### STORED DATA ###

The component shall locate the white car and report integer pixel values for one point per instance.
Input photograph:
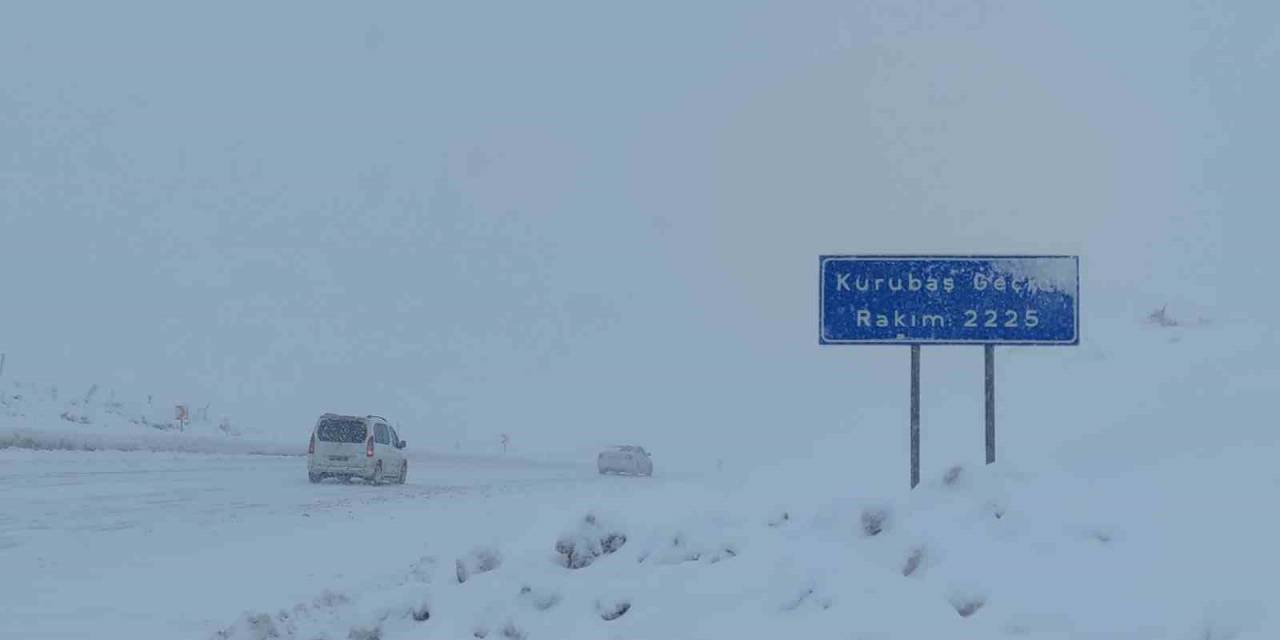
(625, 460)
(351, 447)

###
### STORED DATA ###

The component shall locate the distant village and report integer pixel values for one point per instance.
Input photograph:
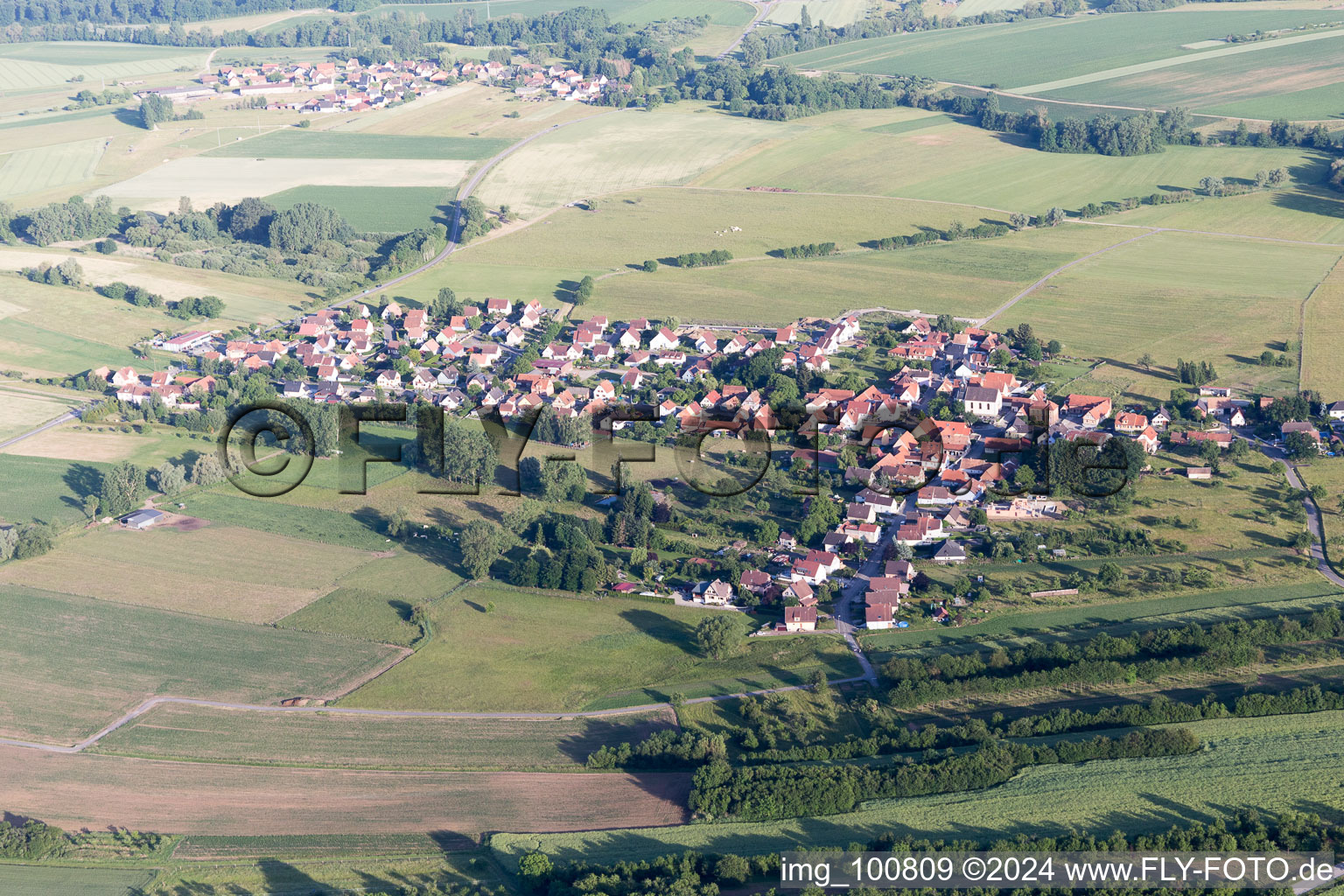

###

§ **DIRECTIONS FOR THIS TASK**
Answer with a number alone: how many lines of the records contain the string "component"?

§ **RESULT OF THE EXERCISE**
2